> _Annotated coordinate records_
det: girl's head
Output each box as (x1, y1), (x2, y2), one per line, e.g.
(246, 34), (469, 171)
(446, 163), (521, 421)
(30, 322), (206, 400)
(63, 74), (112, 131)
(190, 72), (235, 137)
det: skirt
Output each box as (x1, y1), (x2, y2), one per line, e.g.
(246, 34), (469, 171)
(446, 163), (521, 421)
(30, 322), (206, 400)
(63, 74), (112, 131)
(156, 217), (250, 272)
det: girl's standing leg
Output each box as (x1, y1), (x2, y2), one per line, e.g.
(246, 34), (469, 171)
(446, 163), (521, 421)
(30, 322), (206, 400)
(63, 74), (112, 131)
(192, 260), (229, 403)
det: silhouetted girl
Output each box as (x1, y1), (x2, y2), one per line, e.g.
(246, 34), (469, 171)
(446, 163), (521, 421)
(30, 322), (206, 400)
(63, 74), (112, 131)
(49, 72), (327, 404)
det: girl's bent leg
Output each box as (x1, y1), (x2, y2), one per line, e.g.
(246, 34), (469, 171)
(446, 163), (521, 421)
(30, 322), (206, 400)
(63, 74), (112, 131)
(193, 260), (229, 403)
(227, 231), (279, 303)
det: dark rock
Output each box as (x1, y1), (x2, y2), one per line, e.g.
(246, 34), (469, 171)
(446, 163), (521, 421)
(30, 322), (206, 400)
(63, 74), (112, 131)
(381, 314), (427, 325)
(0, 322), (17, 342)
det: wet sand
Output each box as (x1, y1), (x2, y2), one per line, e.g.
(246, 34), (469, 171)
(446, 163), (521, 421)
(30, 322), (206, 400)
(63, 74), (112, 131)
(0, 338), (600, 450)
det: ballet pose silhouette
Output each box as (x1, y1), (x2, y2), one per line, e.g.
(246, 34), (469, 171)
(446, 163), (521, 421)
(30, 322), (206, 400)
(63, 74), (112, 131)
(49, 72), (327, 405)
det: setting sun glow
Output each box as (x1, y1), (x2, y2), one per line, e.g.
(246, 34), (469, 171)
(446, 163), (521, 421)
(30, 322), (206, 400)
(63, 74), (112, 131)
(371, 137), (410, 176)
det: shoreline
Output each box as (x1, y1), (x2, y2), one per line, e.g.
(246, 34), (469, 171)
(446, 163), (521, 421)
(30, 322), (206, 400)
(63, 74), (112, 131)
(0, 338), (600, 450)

> _Instruction_
Rewrite every line of the material above as a numbered list, skipping any blank lines.

> _Reply_
1. det: girl's head
2. Output each box as (x1, y1), (x2, y2), one per line, e.g.
3. (246, 34), (469, 171)
4. (446, 163), (521, 421)
5. (30, 322), (206, 400)
6. (63, 74), (112, 131)
7. (190, 72), (235, 137)
8. det: skirt
9. Output each box as (x1, y1), (x2, y2), one per line, e.g.
10. (246, 34), (469, 171)
11. (446, 163), (521, 421)
12. (30, 322), (206, 400)
13. (63, 74), (112, 131)
14. (156, 217), (250, 272)
15. det: girl's standing leg
16. Output each box as (x1, y1), (x2, y2), one per line, e.g.
17. (246, 34), (469, 171)
18. (446, 163), (521, 421)
19. (30, 322), (206, 400)
20. (63, 74), (112, 131)
21. (192, 260), (229, 403)
22. det: silhouetted girl
23. Output each box as (x1, y1), (x2, y2), one per line, e.g.
24. (246, 34), (469, 171)
25. (446, 163), (521, 421)
26. (30, 322), (206, 400)
27. (63, 74), (112, 131)
28. (49, 72), (327, 404)
29. det: girl's bent leg
30. Output each box as (x1, y1), (x2, y2), one per line, e.g.
31. (246, 34), (469, 171)
32. (446, 163), (521, 421)
33. (30, 322), (206, 400)
34. (63, 74), (112, 131)
35. (193, 260), (229, 403)
36. (227, 231), (279, 303)
37. det: dark rock
38. Output each box as (x1, y1), (x2, y2), one per line, e.g.
39. (246, 34), (469, 171)
40. (446, 163), (521, 421)
41. (30, 322), (206, 400)
42. (63, 74), (112, 131)
43. (381, 314), (427, 325)
44. (0, 322), (17, 342)
45. det: wet sand
46. Output each box as (x1, y1), (x2, y2), one per line, e.g.
47. (246, 34), (469, 171)
48. (446, 163), (521, 421)
49. (30, 322), (206, 400)
50. (63, 74), (112, 131)
51. (0, 338), (600, 450)
52. det: ballet pose silhouette
53. Output each box as (x1, y1), (x2, y2), one per line, e.g.
54. (246, 34), (469, 171)
55. (446, 163), (521, 421)
56. (30, 322), (206, 400)
57. (63, 74), (112, 131)
58. (49, 72), (327, 405)
59. det: setting sun glow
60. Output each box as (x1, y1), (x2, y2), one per line, e.g.
61. (246, 34), (469, 171)
62. (446, 163), (521, 421)
63. (30, 322), (206, 400)
64. (63, 74), (112, 131)
65. (371, 137), (410, 176)
66. det: shoreline
67. Output each box as (x1, y1), (x2, y2), one per line, e.g.
68. (246, 34), (469, 171)
69. (446, 163), (521, 421)
70. (30, 322), (206, 400)
71. (63, 74), (112, 131)
72. (0, 338), (600, 450)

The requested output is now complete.